§ **WHAT IS EXPECTED**
An exact reproduction of the records is required, with all images left out.

***

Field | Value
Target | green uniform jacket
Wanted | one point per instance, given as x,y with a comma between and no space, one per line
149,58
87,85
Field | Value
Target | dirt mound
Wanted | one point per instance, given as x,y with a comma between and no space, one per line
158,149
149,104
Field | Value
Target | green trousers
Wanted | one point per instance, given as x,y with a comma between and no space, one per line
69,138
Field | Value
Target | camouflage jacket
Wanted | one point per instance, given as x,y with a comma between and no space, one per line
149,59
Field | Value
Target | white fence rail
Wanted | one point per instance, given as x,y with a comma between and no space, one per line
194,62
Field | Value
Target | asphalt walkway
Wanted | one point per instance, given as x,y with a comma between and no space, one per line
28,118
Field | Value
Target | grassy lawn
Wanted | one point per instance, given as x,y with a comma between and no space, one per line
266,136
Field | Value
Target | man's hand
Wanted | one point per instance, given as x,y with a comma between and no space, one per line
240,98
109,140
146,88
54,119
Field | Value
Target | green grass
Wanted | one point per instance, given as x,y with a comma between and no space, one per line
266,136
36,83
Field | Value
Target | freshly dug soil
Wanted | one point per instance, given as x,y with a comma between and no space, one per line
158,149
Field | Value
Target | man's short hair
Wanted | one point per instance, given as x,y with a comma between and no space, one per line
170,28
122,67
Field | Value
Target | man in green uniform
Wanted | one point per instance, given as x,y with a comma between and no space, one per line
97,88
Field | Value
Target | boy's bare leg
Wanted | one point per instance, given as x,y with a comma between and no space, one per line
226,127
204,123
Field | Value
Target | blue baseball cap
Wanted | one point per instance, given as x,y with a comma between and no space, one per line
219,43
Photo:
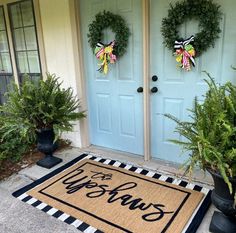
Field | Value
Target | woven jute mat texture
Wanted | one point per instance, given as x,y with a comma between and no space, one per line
114,199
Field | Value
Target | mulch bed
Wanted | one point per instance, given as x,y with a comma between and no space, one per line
9,167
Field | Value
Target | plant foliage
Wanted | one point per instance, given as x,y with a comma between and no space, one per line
206,11
12,144
117,24
211,135
45,105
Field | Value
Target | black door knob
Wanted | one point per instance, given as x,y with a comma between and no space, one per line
140,90
154,78
154,90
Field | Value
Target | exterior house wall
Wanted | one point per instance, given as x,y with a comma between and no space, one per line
57,31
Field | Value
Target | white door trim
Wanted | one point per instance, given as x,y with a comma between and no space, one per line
79,66
84,127
146,82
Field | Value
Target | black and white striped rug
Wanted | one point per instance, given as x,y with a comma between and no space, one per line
85,227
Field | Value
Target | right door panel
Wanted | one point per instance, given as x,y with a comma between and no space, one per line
177,88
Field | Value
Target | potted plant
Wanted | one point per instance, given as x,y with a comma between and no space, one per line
42,110
211,141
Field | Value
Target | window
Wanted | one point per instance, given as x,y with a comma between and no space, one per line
24,43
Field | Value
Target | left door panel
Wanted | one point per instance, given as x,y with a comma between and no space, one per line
114,106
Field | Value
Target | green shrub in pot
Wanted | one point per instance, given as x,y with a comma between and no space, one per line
211,133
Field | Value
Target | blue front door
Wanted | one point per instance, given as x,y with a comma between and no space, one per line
177,88
114,105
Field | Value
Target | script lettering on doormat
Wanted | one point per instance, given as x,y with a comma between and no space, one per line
79,181
115,200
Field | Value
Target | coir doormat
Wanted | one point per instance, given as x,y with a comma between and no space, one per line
101,195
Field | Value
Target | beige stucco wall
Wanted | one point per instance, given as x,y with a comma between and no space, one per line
59,49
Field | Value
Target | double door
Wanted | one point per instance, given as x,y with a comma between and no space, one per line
115,101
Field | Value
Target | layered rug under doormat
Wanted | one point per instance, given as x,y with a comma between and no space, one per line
101,195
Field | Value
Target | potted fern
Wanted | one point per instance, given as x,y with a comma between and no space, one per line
211,141
42,111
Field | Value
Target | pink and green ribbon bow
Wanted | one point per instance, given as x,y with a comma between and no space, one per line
185,53
105,55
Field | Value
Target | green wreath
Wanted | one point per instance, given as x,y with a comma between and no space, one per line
209,16
117,24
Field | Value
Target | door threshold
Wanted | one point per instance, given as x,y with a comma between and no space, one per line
157,165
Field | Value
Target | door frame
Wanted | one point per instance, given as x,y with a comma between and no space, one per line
80,73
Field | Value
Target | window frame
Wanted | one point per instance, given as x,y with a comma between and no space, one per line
19,74
40,40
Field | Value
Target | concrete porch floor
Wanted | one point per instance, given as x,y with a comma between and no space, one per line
18,217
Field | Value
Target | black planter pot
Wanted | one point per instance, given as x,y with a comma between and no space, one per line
224,221
46,145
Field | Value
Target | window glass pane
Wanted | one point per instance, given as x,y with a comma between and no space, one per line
19,39
3,42
30,38
34,62
22,62
15,13
6,62
27,13
2,21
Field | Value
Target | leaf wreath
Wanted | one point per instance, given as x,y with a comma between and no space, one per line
117,24
209,16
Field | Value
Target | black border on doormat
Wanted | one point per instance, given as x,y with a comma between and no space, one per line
192,225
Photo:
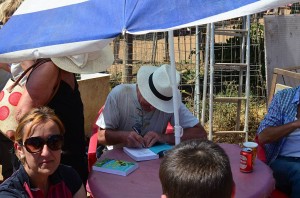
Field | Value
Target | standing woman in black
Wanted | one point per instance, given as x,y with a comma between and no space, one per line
53,84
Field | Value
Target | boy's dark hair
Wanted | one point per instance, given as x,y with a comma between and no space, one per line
196,169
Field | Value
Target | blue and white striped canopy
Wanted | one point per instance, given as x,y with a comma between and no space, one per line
52,28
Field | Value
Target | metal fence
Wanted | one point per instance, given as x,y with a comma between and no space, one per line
133,51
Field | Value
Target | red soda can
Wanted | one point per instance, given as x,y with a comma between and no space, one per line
246,165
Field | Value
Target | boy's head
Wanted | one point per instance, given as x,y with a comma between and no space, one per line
196,168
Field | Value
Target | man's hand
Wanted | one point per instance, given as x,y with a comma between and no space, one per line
152,137
134,140
11,135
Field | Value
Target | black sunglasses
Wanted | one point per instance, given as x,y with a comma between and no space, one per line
36,144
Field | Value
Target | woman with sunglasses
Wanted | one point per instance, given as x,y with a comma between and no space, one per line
38,144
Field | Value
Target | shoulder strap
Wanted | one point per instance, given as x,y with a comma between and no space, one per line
57,85
35,65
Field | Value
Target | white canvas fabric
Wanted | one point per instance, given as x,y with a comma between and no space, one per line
86,63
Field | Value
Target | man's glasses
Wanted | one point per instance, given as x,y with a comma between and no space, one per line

***

§ **FULL RESPONSE**
Field | Value
Target | green uniform jacket
Wanted | one point per instance, given as x,y with a comma between and no space, one per line
149,58
87,85
Field | Value
Target | dirt mound
Wanted | one point per instance, given as x,y with a comma between and no space, one per line
158,149
149,104
Field | Value
Target | green trousers
Wanted | one point per instance, given as x,y with a comma between and no space, one per line
69,138
Field | Value
Target | camouflage jacket
Wanted | one point per instance, given as x,y with a comma between and no space, one per line
149,59
Field | Value
Target | white fence rail
Wanted | one point per instance, given as x,y with a comma between and no space, one per line
194,62
Field | Value
Target | asphalt walkway
Wanted | one point per instance, given as x,y with a comma between and no space, one per line
28,118
Field | Value
Target | grassy lawn
Wanted | one point per instance, given as x,y with a comma between and no space, one per line
266,136
Field | Value
Target | man's hand
Wanted | one point per instance, given as x,y with a comma between and no space, one per line
240,98
109,140
146,88
54,119
Field | Value
Target | green grass
Wanted | one point per instance, given as x,y with a comma between and no space, one per line
266,136
36,83
Field | Value
Target | freshly dug soil
Wanted | one point per instance, given as x,y with a comma between and no space, one per line
158,149
Field | Value
Target | man's short hair
Wanted | one point per instance, given as x,y with a comma between and no space, one per line
170,28
122,67
Field | Value
Target | man in green uniform
Wanted | one point per instance, given as x,y with a comma between and no space, one per line
97,88
Field | Value
Target | boy's bare leg
Wanted | one point per instance, given as x,y with a comma between and no space, one per line
226,127
204,123
Field | Value
Target | blue baseball cap
Wanted | one point per instance, given as x,y with a comma between and no space, one per line
219,43
Photo:
Field | Value
Target | woven jute mat texture
Wanted | one point per instance, given as x,y with a comma between and no space, one per line
114,199
Field | Value
Target | mulch bed
Wanted | one point per instance, given as x,y with a comma between and no space, one per line
9,167
Field | Value
Target | plant foliage
Wanted | one point per instance, given as x,y with a comma between and no space, one per line
206,11
12,144
117,24
211,135
45,105
Field | Value
Target | black door knob
Wanted | one point per instance, given as x,y with a comma between and no space, one per line
140,90
154,78
154,90
Field | Value
Target | exterior house wall
Wanted | one point per instance, given as x,y with a comma between and no space, one per line
57,31
Field | Value
Target | white door trim
Wanted | one point per instance, given as x,y with a comma between and no space, one per line
79,66
84,127
146,82
Field | Value
Target | black and white striped rug
Wanted | one point per instance, given as x,y with a comma between and no space, one per line
85,227
Field | Value
Target | right door panel
Wanted | one point per instance, given as x,y with a comma between and no space, one per line
177,88
Field | Value
Target | potted plant
Wanted | one point per instance, given as x,y with a comma between and no space, one per line
42,110
211,141
Field | Value
Target | window
Wanted | one point per instance, given as x,y with a comma between and no space, one per line
24,43
Field | Value
Target | left door panel
Wanted | one point per instance, given as x,y with a comma between and no space, one per line
114,106
Field | Value
Target | green shrub in pot
Wanted | one point per instance, given as x,y with a comma between and no space, one per line
211,133
Field | Value
Target | blue front door
Wanted | one point per instance, given as x,y with a comma between and no space, one per line
177,88
114,105
Field | Value
Target | script lettering on doormat
Wanted | one point per instance, given as x,y with a comma between and no space, one per line
79,181
115,200
Field | Value
Target | coir doormat
Wanted | one point per instance, given as x,y with a comma between and no space, one per line
101,195
Field | Value
Target | beige stucco wall
Wanted | one point per instance, given as x,y with a comma between and no space, one per line
59,49
Field | Value
Target | double door
Wanted | one point per instance, given as x,y with a comma between and no space, one per line
115,101
Field | Value
Target | layered rug under doormat
Wanted | one point per instance, given as x,y with a comma between and no space, one per line
101,195
Field | Value
Target | potted fern
Wanted | one point per instance, given as x,y with a comma between and no space, one per line
211,141
42,111
Field | Value
Target | pink and green ribbon bow
Wanted | one point per instance, given as x,y with a comma between and no space, one per line
185,53
105,55
Field | Value
Target | green wreath
Wanted | one point per instance, given as x,y with a comma between and no space, one per line
209,16
117,24
Field | Value
Target | door threshold
Wanted | one point per instance, given as x,y with a comma between and no space, one per line
157,165
Field | Value
Target | door frame
Wanted | one point per instance, given as x,y with a comma between and no space, one per line
80,73
Field | Value
Target | window frame
Wanted | one point per instance, given as x,y with a comma between and no space, one per line
19,74
40,40
Field | Value
Target | concrete porch floor
Wanted | one point per instance, given as x,y with a comma between and no space, one per line
18,217
Field | Value
Target | black planter pot
Wanted | one point per instance, given as x,y with a comma between and no space, one per line
224,221
46,145
Field | Value
Target | window glass pane
Wanted | one point per instance, given as x,y with a comma between and no space, one per line
19,39
3,42
30,38
34,62
22,62
15,13
6,62
27,13
2,21
Field | Value
Target | leaf wreath
Wanted | one point per instance, given as x,y with a comma between and no space, one per line
117,24
209,16
Field | Value
Target | black border on doormat
Wanted | one point per instance, given as x,y with a comma between and no space, one per line
192,225
Photo:
Field | Value
Target | standing woman in black
Wanted | one point per instance, given as x,y with a comma between and no space, one per line
53,84
Field | Value
Target | boy's dark hair
Wanted | one point per instance, given as x,y with a comma between and no space, one per line
196,169
Field | Value
Target | blue and white striped canopy
Wanted | one point per instance, given as x,y with a comma between and no space, one per line
52,28
Field | Value
Target | metal fence
Wanted | one point per instance, given as x,y with a comma between and no space, one per line
133,51
Field | Value
Target | red soda can
Wanted | one point per instance, given as x,y with a comma between and no space, one per line
246,165
Field | Value
Target | boy's head
Wanted | one point per instance, given as x,y with a comma between and no space, one per line
196,168
Field | Value
Target | man's hand
Wanted | one point per instance, given as x,y with a comma between and no space, one per line
152,137
134,140
11,135
Field | Value
Target | black sunglasses
Wanted | one point per instance, given as x,y with a comma between and no space, one per line
36,144
Field | Value
Target | woman with sunglasses
Wanted | one point per instance, given as x,y with a comma between and no space, one per line
38,144
Field | Value
Target | shoulder strap
Wanted | one point per instance, given as x,y with a comma between and no space, one per line
57,85
35,65
Field | Value
Target | white canvas fabric
Wanted | one point per instance, given as x,y with a comma between and no space, one per line
86,63
Field | Value
Target | man's glasses
Wanted | one point per instance, given as x,y with a comma between and no space, one per line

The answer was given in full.